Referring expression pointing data
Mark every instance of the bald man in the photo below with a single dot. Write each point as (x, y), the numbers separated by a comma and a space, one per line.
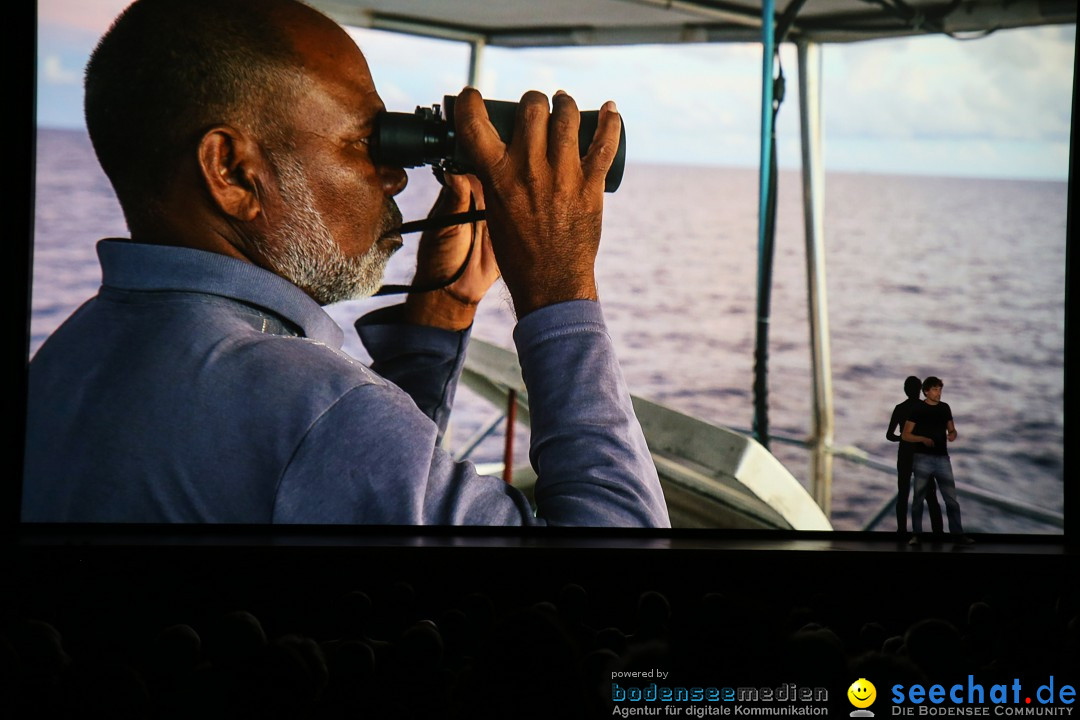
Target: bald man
(204, 382)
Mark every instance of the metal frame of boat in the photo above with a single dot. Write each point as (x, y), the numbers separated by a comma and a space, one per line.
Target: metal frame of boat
(714, 476)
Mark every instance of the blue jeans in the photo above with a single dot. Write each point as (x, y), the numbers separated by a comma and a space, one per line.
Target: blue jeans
(940, 469)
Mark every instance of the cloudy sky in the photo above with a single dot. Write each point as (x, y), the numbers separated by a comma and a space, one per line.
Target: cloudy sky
(996, 107)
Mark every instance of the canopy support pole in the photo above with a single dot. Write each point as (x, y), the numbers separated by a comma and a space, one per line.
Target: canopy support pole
(813, 189)
(475, 58)
(765, 236)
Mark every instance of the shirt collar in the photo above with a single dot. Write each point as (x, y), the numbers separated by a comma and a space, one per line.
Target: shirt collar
(138, 267)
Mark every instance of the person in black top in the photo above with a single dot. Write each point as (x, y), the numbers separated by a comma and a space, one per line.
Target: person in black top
(931, 426)
(905, 458)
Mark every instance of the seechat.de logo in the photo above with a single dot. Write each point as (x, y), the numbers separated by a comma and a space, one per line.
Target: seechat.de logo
(862, 693)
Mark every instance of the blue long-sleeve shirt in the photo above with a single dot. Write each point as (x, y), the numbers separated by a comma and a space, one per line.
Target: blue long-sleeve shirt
(197, 388)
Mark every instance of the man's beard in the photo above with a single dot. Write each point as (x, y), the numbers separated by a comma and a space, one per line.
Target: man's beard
(300, 248)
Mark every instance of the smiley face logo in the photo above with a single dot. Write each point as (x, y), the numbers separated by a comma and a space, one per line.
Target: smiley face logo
(862, 693)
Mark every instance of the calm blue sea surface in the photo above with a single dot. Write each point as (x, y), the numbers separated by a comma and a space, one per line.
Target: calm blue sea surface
(927, 275)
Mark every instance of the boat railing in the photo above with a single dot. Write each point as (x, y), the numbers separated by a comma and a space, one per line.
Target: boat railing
(848, 453)
(859, 457)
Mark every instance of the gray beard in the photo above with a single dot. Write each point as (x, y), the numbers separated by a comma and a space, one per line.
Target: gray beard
(300, 248)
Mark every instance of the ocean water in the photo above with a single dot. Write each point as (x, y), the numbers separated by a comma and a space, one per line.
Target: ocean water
(963, 279)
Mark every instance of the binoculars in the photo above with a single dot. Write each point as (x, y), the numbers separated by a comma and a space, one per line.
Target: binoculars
(426, 137)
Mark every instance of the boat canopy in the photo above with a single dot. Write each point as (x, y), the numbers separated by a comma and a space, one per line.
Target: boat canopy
(562, 23)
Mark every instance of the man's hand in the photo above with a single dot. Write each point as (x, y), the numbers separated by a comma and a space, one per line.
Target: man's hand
(442, 253)
(544, 202)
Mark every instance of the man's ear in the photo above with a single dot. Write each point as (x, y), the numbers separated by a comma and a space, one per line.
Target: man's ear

Work task -
Please output the data above exactly as given, omitting every picture.

Task response -
Mark every instance of the bald man in the photo below with a single dot. Write each point as (x, y), the numbers separated by a comma and a space, one per line.
Target: bald man
(204, 382)
Mark every instance of the metal frame of boat in the photo above with a single dot. Write each point as (x, y), the numbers separated by a comma and a space, one per line.
Target: metal frame of boat
(714, 476)
Mark every instance of the blue jeans in the photo above with a single dot. Write each point as (x, y), the numbers separated by a comma and a space, one per line.
Target: blue jeans
(940, 469)
Mark every instance of the cloudy sky in the photo above with a single dot. Write each point as (x, y), the numbers separated by a comma and a space, one per line.
Target: cloudy sky
(996, 107)
Mark every instance of the canopy support pole in the photo above with a single dot. Write each point as (x, y), the numbers separated by a comma and a space, one per line.
Target: canopy support pole
(813, 189)
(475, 58)
(765, 236)
Mark every instance of the shirt collar in the photo above with a single dot. Write each point as (x, y), the numbers separated by a comma and a space, one per line.
Target: shirt collar
(138, 267)
Mark every instance of the person in black top in the photo above with a single dot. Write each point as (x, y), the numbers separated by a comma and a space, one per line.
Target: person in black top
(931, 426)
(905, 458)
Mark every instance of the seechat.de logo in the photo above with a single dot. Write each point as (x, y), the numbers separated by a comma and a space, one per line.
Target: seechat.de logo
(862, 693)
Mark every instance of the blue long-sleeve shirt in the photo above with a single dot. Write each point as (x, y), the numbers separated by a comma and a space, one per line.
Target: blue long-sleeve shirt
(197, 388)
Mark every instance of the man's beard in the photo above with a single dot. Write each point as (x, y), the numbers separated by a comma and a space, one per line.
Target: man's beard
(300, 248)
Mark every instance of the smiley face logo in the photo above with a single dot. Write each point as (x, y), the numbers separated by a comma and a space, one per line.
Target: smiley face logo
(862, 693)
Mark every instance of the calm blue sea surface in the photo above with a single dot. Write each point as (x, y), the numbers separated by a comma and a space, one per line.
Target: calm blue sea surface
(927, 275)
Mark every instance of the boat railing in the photo above with a single dot. Write each point as (x, y), the numbers separated by a comma and a space, one per line.
Target: boat railing
(848, 453)
(859, 457)
Mark every instance of the gray beard in the photo above with a single dot. Write each point as (x, y), the numbers separated by a comma and a space, one per line.
Target: gray beard
(300, 248)
Mark every instance of the ocean water in the photo above with a single dot. Write each point as (x, y), the numbers separated by a comma and a space, one per line.
Target: ocean water
(963, 279)
Mark every instance of the binoculars in the photo above with a single dot. Write each point as (x, y), the numbers separated by a comma and a space, one per line.
Target: binoculars
(426, 137)
Mark every instance of the boat canopy in the photo above with a single dot. Write each point as (x, y), the numbers separated by a comma and a space, one per line.
Target: boat canopy
(562, 23)
Mark every instance of the man's hand in the photo above with a single dot. Write each point as (x, y), the numbers separated by a comma and a space, one per line.
Target: man's hand
(442, 253)
(544, 202)
Mark every instance of the man's ear in the photo above with a single dot. Write each point as (x, y), the numbers separated by a comma and a space, one per line.
Target: man's ear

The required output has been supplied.